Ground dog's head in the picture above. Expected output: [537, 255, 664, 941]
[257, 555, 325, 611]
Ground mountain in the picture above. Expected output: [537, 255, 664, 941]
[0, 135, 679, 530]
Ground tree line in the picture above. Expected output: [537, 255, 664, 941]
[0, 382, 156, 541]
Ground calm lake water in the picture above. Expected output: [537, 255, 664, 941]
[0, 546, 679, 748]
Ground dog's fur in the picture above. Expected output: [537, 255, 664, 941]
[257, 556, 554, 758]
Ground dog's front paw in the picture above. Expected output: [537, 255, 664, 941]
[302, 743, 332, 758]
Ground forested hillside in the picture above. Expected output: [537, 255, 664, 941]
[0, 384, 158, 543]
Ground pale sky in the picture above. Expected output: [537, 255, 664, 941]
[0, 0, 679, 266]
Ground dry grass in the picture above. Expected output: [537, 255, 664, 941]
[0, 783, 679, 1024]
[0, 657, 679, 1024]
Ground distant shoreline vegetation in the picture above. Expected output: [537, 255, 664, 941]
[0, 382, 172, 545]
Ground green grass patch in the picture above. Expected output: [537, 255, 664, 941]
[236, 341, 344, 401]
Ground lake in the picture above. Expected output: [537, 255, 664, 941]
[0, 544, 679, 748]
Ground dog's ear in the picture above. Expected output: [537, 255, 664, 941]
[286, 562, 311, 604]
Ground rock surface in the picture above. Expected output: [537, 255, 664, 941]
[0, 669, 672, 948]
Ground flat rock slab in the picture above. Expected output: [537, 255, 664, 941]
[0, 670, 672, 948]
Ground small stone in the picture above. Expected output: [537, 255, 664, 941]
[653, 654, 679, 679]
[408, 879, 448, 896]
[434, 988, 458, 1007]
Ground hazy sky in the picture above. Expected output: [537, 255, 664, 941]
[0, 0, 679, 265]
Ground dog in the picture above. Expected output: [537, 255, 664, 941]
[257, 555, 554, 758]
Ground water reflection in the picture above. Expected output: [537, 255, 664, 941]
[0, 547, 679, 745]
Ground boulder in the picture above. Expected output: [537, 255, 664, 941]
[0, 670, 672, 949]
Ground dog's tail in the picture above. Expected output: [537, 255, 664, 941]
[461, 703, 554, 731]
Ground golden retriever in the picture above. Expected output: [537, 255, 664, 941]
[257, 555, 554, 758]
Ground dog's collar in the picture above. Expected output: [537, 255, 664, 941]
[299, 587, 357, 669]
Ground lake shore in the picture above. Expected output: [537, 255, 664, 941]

### What needs to be done:
Rewrite the rows from the start through the line containing "[257, 556, 554, 758]", swapping "mountain" for "peak" and keeping everything else the same.

### Result:
Ground dog's head in the picture above. Expected output: [537, 255, 664, 941]
[257, 555, 325, 611]
Ground peak in the picture above. Expected output: [537, 255, 664, 941]
[0, 135, 679, 530]
Ground tree line in the picture above. Expected output: [537, 255, 664, 941]
[0, 382, 156, 541]
Ground calm lake water in the picture above. Expected output: [537, 255, 664, 941]
[0, 546, 679, 748]
Ground dog's fur in the picture above. Expected output: [537, 255, 664, 941]
[257, 556, 554, 758]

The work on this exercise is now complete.